— START OF Document section —

Syntax	cmntop 32997	The class of n-manifold topologies.
class ManTop
Definition	df-mntop 32998*	Define the class of 𝑁-manifold topologies, as second countable Hausdorff topologies locally homeomorphic to a ball of the Euclidean space of dimension 𝑁. (Contributed by Thierry Arnoux, 22-Dec-2019.)
⊢ ManTop = {⟨𝑛, 𝑗⟩ ∣ (𝑛 ∈ ℕ0 ∧ (𝑗 ∈ 2ndω ∧ 𝑗 ∈ Haus ∧ 𝑗 ∈ Locally [(TopOpen‘(𝔼hil‘𝑛))] ≃ ))}
Theorem	relmntop 32999	Manifold is a relation. (Contributed by Thierry Arnoux, 28-Dec-2019.)
⊢ Rel ManTop
Theorem	ismntoplly 33000	Property of being a manifold. (Contributed by Thierry Arnoux, 28-Dec-2019.)
⊢ ((𝑁 ∈ ℕ0 ∧ 𝐽 ∈ 𝑉) → (𝑁ManTop𝐽 ↔ (𝐽 ∈ 2ndω ∧ 𝐽 ∈ Haus ∧ 𝐽 ∈ Locally [(TopOpen‘(𝔼hil‘𝑁))] ≃ )))

— END OF Document section —
— START OF Records shown —

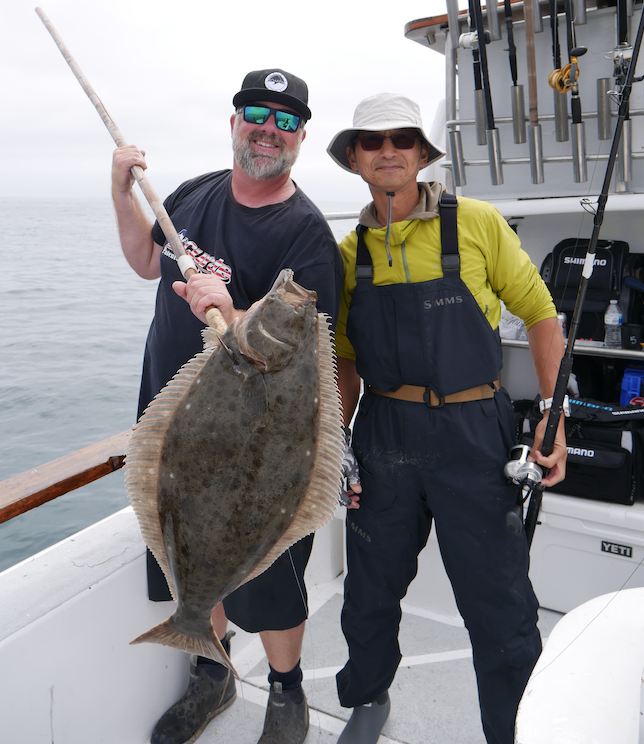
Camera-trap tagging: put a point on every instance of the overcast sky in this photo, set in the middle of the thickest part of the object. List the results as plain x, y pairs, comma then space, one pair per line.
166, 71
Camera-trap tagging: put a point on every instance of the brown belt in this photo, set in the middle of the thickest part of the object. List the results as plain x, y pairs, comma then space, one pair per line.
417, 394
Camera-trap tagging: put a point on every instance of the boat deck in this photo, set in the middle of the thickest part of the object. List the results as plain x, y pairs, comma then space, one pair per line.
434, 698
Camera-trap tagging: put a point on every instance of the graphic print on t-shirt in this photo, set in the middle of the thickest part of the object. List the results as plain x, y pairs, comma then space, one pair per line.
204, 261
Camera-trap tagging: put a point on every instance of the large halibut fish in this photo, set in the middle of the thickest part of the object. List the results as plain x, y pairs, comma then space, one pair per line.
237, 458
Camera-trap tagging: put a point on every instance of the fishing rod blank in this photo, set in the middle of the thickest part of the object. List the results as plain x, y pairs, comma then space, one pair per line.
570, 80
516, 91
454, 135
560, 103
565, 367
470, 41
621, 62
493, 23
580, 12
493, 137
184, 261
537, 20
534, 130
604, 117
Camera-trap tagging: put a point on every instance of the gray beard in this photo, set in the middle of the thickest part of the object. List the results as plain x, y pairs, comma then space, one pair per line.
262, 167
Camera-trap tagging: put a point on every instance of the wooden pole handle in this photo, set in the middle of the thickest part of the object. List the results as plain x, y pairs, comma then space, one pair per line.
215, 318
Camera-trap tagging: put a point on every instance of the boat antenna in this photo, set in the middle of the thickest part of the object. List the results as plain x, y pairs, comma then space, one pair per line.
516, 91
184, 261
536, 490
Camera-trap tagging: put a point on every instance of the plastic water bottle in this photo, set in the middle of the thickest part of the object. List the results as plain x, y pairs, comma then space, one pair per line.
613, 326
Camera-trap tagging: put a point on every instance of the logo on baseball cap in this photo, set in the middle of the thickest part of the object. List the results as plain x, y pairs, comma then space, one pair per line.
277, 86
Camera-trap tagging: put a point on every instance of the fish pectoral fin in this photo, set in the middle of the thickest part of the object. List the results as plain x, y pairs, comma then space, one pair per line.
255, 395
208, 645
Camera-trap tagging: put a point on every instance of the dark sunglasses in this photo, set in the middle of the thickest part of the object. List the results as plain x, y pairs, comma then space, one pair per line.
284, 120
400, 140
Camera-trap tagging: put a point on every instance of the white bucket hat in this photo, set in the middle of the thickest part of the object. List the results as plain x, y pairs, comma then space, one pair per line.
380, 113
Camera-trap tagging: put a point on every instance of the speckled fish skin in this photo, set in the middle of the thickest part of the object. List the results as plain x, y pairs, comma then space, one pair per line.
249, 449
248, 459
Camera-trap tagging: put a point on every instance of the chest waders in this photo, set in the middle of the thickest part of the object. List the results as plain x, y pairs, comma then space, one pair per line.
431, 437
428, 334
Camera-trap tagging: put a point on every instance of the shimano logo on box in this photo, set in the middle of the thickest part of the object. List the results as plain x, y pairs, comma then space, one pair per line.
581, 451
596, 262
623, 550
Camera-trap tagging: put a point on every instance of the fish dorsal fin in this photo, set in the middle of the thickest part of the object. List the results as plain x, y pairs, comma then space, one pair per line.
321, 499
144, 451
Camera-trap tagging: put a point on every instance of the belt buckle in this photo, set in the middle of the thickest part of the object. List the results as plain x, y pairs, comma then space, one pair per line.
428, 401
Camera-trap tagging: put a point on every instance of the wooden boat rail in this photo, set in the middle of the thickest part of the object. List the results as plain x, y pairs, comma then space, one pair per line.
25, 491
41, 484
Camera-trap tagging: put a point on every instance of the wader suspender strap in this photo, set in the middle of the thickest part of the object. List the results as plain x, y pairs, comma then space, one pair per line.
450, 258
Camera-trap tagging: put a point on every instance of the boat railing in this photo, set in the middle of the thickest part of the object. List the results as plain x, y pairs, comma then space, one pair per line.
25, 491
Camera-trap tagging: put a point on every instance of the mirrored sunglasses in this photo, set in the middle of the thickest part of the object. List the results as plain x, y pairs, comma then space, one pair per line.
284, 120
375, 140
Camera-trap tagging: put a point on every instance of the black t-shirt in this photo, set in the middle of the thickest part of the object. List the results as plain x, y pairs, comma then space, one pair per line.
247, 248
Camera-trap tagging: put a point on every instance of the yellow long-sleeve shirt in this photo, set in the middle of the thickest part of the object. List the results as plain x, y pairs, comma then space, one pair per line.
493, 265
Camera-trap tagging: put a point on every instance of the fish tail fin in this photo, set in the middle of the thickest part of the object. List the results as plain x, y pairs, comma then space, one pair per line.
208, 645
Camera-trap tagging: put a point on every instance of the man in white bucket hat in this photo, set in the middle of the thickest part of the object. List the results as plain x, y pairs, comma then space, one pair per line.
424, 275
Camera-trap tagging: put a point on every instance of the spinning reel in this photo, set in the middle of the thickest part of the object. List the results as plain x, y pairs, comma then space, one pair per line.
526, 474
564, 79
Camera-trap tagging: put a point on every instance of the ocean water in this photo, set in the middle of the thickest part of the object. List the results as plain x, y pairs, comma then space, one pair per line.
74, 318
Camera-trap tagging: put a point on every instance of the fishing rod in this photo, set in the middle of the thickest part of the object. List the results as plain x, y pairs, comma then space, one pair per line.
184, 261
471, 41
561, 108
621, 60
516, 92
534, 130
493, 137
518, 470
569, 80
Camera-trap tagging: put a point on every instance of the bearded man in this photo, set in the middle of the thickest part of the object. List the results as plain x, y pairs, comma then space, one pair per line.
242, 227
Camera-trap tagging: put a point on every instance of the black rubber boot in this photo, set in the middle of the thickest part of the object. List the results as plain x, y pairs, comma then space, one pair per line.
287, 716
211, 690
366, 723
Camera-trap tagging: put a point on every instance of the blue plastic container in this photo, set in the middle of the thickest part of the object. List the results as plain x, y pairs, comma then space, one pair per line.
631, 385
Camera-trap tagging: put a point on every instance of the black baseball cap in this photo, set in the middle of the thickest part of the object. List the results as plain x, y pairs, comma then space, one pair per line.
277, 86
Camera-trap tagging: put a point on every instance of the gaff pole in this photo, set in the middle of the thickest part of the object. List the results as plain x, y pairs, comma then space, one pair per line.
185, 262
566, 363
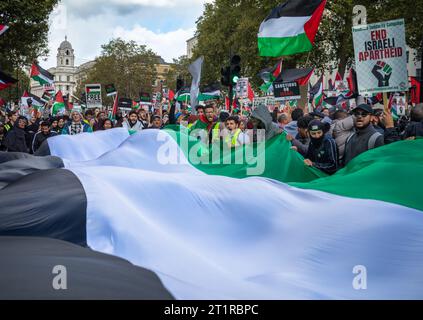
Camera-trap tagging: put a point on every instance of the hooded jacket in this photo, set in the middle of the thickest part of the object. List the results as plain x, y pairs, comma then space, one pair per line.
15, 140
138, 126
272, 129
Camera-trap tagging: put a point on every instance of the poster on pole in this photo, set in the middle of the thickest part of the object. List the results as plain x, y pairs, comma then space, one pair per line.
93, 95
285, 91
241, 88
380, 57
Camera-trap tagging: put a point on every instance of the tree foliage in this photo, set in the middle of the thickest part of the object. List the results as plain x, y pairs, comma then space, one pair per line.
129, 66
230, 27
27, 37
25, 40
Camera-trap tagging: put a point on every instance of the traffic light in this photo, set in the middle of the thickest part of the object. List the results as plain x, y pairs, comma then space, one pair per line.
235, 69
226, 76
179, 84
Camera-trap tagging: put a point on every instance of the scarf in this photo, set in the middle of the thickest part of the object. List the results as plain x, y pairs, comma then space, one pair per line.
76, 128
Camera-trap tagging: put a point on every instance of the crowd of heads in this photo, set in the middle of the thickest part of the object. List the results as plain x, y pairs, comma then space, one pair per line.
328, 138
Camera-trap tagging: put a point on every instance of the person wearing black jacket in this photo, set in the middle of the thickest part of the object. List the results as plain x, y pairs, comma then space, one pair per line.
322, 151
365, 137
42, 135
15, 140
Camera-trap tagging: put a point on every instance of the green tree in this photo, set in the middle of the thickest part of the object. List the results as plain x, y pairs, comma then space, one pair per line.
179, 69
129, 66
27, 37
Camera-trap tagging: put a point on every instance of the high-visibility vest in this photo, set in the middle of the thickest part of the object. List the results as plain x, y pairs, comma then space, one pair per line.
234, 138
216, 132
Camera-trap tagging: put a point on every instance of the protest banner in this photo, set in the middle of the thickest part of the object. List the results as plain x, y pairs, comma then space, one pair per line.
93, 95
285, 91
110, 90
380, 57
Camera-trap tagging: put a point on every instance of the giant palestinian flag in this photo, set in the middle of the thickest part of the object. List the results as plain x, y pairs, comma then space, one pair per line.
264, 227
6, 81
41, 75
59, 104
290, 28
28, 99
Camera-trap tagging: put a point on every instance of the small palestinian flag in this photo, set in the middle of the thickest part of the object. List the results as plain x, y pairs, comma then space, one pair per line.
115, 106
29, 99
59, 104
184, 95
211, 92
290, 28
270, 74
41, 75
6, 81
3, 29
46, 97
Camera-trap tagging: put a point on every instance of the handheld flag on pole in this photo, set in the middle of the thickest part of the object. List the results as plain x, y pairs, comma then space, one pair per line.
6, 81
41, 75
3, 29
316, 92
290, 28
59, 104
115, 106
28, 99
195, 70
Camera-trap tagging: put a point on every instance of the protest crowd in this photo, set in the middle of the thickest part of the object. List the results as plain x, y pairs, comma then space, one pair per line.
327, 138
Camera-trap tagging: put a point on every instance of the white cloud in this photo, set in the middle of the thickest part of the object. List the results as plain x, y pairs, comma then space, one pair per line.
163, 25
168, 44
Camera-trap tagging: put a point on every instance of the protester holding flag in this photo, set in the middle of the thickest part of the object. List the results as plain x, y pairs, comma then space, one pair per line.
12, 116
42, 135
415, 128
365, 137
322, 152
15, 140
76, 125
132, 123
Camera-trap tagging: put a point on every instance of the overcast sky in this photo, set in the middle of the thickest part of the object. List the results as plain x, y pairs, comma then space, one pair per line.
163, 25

— END OF Records shown —
— START OF Records shown —

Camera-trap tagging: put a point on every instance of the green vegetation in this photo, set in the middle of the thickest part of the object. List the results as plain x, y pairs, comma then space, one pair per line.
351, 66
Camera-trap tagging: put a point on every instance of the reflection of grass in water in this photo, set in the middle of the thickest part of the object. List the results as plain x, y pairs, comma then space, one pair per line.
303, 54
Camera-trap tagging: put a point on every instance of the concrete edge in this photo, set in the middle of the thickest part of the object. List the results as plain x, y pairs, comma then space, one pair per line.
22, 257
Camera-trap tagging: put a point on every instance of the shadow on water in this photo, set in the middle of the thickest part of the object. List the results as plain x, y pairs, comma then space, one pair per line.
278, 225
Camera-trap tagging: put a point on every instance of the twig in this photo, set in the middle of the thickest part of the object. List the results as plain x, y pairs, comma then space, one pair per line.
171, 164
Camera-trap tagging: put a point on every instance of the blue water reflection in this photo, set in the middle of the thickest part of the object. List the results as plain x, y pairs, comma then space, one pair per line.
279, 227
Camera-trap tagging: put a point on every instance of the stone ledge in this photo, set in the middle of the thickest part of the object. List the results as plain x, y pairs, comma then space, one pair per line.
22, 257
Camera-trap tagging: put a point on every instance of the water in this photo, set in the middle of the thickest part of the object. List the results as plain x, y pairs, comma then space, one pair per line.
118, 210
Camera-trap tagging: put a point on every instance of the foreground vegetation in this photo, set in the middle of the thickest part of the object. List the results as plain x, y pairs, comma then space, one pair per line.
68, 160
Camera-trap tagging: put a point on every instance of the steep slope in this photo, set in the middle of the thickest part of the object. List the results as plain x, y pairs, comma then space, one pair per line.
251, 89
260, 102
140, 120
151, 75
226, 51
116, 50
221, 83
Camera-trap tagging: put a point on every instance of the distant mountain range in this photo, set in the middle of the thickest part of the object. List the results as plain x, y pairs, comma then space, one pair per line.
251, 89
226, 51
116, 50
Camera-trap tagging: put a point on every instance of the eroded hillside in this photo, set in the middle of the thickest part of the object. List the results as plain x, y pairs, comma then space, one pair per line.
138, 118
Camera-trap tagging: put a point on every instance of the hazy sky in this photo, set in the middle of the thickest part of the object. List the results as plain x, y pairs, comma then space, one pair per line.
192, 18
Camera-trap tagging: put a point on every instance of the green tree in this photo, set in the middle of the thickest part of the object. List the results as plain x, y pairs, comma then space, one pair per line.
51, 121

— END OF Records shown —

_Exercise objective_:
List every entry label that appears in the excerpt on manifold topologies.

_Exercise result_:
cmntop, df-mntop, relmntop, ismntoplly